§ **DOCUMENT SECTION**
Keystone does not offer spot color printing except by special arrangement. If you specify a spot color in a document, however, we will simulate that color using CMYK ink. The match will be as close as our printing equipment can get, but it will never be as perfect as using a real spot color. Also, many bright or very dense colors cannot be matched very well at all. In these cases, we will print the next closest color our equipment can produce.

If your job is highly color critical, we recommend ordering a hard proof. That way you will know what kind of color you can expect from your artwork.

If you have any questions, do not hesitate to call us: 484-318-7017, or fill out our contact form.

 

PDF Files

While printers can work with files from many design applications it is best to provide your printing partner a press quality PDF. A PDF is the preferred format because it packages all the components of your file including fonts, color information and other important settings while still allowing the printer flexibility to make modifications to the file and prep it for printing.
Many programs provide several methods to make a pdf file (printing to a pdf driver, saving a file as a pdf and exporting the file as a pdf). Below is a list of how to convert a file to pdf document in some of the more popular programs. Regardless of the method chosen, a press quality pdf should be the result.

InDesign
1. Choose File > Export.
2. Specify a name and location for the file.
3. For “Save As Type” (Windows) or “Format” (Mac OS), choose “Adobe PDF”, and then click Save.

§ **EXCERPTED RECORDS**
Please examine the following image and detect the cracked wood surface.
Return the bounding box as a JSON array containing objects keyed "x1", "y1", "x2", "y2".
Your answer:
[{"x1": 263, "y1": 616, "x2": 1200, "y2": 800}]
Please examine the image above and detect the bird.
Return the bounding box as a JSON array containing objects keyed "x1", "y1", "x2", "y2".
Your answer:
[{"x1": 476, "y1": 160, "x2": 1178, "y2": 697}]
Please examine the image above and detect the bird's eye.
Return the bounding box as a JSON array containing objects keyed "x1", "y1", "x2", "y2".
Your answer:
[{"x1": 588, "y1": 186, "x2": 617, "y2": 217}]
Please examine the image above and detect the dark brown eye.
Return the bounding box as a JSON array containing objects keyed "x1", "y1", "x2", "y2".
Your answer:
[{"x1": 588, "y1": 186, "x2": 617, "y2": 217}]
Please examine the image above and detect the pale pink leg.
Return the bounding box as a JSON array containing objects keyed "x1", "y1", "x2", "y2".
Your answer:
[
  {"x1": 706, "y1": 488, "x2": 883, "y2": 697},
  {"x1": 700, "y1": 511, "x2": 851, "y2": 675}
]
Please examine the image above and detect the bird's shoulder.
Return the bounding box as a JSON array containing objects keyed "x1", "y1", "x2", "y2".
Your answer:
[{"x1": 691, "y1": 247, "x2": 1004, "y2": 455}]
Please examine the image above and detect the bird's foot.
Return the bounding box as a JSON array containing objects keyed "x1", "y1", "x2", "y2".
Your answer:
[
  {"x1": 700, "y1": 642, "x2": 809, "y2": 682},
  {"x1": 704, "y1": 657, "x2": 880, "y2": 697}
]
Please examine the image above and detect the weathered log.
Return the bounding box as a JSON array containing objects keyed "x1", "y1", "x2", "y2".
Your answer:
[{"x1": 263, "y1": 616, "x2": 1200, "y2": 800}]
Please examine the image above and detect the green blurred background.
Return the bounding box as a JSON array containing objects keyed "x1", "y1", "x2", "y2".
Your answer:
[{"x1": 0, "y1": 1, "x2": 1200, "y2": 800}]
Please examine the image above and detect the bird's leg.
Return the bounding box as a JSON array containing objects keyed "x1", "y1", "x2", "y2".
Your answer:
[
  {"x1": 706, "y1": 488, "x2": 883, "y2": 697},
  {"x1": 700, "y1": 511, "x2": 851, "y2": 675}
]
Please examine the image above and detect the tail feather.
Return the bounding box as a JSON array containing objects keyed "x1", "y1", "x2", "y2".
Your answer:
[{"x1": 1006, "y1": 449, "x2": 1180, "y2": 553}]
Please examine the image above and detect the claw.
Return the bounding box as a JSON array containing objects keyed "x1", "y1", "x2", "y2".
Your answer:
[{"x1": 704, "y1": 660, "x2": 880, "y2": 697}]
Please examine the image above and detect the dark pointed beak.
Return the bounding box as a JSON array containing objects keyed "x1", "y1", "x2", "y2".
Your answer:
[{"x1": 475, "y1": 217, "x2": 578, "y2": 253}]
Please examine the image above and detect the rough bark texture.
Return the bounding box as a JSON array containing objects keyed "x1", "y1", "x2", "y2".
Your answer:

§ **WHAT YOU WILL DO**
1. In the printing guidance, what does Keystone recommend ordering for a job that is highly color critical?
2. Pick up the printing guidance on spot color and PDF files at the point where it stops, and carry it on.

§ **TASK RESULTS**
1. A hard proof.

2.
4. Choose Adobe PDF Preset “Press Quality”
5. Then select the following options: Under “Marks and Bleeds” select a. crop marks b. bleed (.125”)
6. Click Export (Windows) or Save (Mac OS).

Illustrator
1. Choose File > Save As or File > Save A Copy
2. Specify a name and location for the file.
3. Choose Adobe PDF (*.PDF) as the file format and click Save
4. Choose Adobe PDF Preset “Press Quality”
5. Then select the following options: Under “Marks and Bleeds” select a. crop marks b. bleed (.125”)
6. Click Export (Windows) or Save (Mac OS).

Photoshop
1. Choose File > Save As, and then choose Photoshop PDF from the Format menu.
2. Click Save. In the Save Adobe PDF dialog box, choose an Adobe PDF preset specifying whether the Photoshop file will be printed on a desktop printer or proofer, sent to a commercial printer, distributed by email, displayed on the web, and so on. For details, see Adobe PDF presets.
3. Choose Adobe PDF Preset “Press Quality”
4. Click Export (Windows) or Save (Mac OS).

Microsoft PowerPoint
1. First, make sure your slide is designed to the correct size for printing.
2. Go to “Design” > “Slide Size” > “Custom Slide Size”.

3. Save the files as pdf.

Microsoft Word - MAC
1. Choose File menu, click Print, and then click Save As PDF.
2. In the Save As box, type a name for the file.
3. Locate the folder and disk where you want to save the file, and then click Save.

Microsoft Word - PC
1. Choose File Print
2. Select “Adobe PDF” as the printer
3. Under Properties
4. Select: “Press Quality” for Default Setting
5. Uncheck “Rely on system fonts only; do not use document fonts”
6. Select the appropriate size

Providing a press quality pdf will help to ensure that your final product will turn out just as you expect.  If you have any questions, please don't hesitate to contact us.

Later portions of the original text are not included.